Written task:
Put every line of the items below into a Markdown table with two columns, Row and Line. Number the lines in order and leave out the blank ones.

#####

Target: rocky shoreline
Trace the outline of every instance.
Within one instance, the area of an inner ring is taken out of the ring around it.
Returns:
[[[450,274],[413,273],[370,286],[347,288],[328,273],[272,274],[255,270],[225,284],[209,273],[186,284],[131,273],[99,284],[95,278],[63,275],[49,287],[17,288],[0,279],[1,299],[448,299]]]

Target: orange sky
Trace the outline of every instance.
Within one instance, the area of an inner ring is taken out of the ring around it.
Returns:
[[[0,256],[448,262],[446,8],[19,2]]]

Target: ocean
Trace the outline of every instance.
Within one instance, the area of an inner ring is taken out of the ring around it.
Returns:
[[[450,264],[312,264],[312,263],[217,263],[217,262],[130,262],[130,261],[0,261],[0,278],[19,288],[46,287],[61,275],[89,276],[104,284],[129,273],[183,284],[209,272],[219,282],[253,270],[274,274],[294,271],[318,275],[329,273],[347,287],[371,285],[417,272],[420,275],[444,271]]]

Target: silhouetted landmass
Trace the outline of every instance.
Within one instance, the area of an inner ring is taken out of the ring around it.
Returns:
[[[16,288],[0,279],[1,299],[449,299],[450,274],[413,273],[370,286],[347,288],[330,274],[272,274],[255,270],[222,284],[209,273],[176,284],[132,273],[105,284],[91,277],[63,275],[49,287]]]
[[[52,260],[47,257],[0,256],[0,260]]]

#####

The reply:
| Row | Line |
|---|---|
| 1 | Target: rocky shoreline |
| 2 | Trace the outline of every instance. |
| 3 | Within one instance, the area of an inner ring is taken out of the ring around it. |
| 4 | Returns: |
| 5 | [[[450,274],[413,273],[370,286],[347,288],[328,273],[272,274],[255,270],[225,284],[209,273],[186,284],[131,273],[99,284],[95,278],[63,275],[49,287],[17,288],[0,279],[1,299],[448,299]]] |
| 6 | Target: orange sky |
| 7 | Trace the outline of every instance. |
| 8 | Within one instance, the area of an inner ring is taken out of the ring around it. |
| 9 | Returns: |
| 10 | [[[0,256],[448,262],[446,8],[19,2]]] |
| 11 | Target: ocean |
| 12 | Trace the outline of every instance. |
| 13 | Within one instance, the area of an inner ring is taken out of the ring around it. |
| 14 | Returns: |
| 15 | [[[450,264],[312,264],[312,263],[217,263],[217,262],[130,262],[130,261],[0,261],[0,278],[19,288],[46,287],[61,275],[89,276],[104,284],[129,273],[183,284],[209,272],[219,282],[253,270],[274,274],[294,271],[318,275],[329,273],[347,287],[371,285],[417,272],[420,275],[444,271]]] |
| 16 | Target: silhouetted landmass |
| 17 | Trace the outline of every instance. |
| 18 | Within one instance, the area of an inner ring is taken out of the ring around it. |
| 19 | Returns: |
| 20 | [[[16,288],[0,279],[1,299],[449,299],[450,274],[413,273],[370,286],[347,288],[330,274],[272,274],[255,270],[222,284],[209,273],[176,284],[132,273],[105,284],[91,277],[63,275],[49,287]]] |
| 21 | [[[52,260],[47,257],[0,256],[0,260]]] |